■ **Region labeling records**
+---+

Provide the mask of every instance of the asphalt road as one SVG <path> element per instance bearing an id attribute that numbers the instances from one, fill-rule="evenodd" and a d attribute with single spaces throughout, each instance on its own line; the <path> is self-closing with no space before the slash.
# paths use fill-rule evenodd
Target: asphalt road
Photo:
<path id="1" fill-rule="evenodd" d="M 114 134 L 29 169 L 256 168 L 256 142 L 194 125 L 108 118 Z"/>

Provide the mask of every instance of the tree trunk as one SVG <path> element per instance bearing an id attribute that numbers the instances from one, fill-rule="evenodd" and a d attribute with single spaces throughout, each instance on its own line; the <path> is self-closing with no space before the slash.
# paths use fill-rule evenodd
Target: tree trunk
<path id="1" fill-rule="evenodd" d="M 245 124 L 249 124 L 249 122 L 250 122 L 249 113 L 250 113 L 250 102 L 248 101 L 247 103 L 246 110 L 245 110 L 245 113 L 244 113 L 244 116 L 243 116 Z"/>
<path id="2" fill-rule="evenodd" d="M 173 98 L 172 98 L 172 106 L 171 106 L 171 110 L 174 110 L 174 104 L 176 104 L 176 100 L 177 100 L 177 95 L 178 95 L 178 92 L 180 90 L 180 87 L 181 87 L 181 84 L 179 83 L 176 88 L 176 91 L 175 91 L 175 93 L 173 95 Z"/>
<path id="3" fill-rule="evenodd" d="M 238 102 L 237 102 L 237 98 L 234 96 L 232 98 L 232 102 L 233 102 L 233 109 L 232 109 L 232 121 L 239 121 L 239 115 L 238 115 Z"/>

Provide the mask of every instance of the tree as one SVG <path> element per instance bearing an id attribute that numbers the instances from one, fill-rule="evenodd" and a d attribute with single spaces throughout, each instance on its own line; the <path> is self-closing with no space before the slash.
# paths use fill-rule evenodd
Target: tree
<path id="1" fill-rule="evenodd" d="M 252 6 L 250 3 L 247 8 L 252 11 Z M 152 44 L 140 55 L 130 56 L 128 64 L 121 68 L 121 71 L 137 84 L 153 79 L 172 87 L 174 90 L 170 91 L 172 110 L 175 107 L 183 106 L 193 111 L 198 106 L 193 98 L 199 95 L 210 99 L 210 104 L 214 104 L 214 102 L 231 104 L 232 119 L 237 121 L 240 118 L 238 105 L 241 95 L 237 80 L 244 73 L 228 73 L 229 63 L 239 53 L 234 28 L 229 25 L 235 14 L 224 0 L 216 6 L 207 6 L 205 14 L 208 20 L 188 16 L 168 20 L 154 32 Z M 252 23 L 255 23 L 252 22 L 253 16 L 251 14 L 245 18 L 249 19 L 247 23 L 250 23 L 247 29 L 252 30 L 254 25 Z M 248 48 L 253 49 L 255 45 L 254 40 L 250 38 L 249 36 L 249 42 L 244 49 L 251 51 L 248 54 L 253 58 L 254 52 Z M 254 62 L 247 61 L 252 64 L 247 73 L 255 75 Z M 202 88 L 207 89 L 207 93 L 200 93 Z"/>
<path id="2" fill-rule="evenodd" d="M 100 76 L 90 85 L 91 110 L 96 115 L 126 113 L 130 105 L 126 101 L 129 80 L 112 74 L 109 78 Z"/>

+---+

■ **Goal**
Can you render the material as a numbered list, from its first line through the line that contains "238 102 L 237", both included, leaving out any blank lines?

■ **Exercise result**
1. Provide the mask of every instance of the asphalt road as one SVG <path> element per instance bearing an id attribute that numbers the instances from one, fill-rule="evenodd" and a d attribute with single spaces throughout, each instance on its own line; the <path> is self-closing with no space before the slash.
2. # paths use fill-rule evenodd
3. Target: asphalt road
4. Photo:
5. <path id="1" fill-rule="evenodd" d="M 114 134 L 29 169 L 256 168 L 256 142 L 194 125 L 108 118 Z"/>
6. Provide the mask of every instance of the tree trunk as one SVG <path> element per instance bearing an id attribute that numbers the instances from one, fill-rule="evenodd" and a d attribute with single spaces throughout, each instance on its own line; the <path> is self-closing with no space before the slash.
7. # paths use fill-rule evenodd
8. Target: tree trunk
9. <path id="1" fill-rule="evenodd" d="M 245 124 L 249 124 L 249 122 L 250 122 L 249 113 L 250 113 L 250 102 L 248 101 L 247 103 L 246 110 L 245 110 L 245 113 L 244 113 L 244 116 L 243 116 Z"/>
10. <path id="2" fill-rule="evenodd" d="M 173 98 L 172 98 L 172 106 L 171 106 L 171 110 L 174 110 L 174 104 L 176 104 L 176 100 L 177 100 L 177 95 L 178 95 L 178 92 L 180 90 L 180 87 L 181 87 L 181 84 L 179 83 L 176 88 L 176 91 L 175 91 L 175 93 L 173 95 Z"/>
11. <path id="3" fill-rule="evenodd" d="M 238 102 L 237 102 L 237 98 L 234 96 L 232 98 L 232 102 L 233 102 L 233 109 L 232 109 L 232 121 L 239 121 L 239 115 L 238 115 Z"/>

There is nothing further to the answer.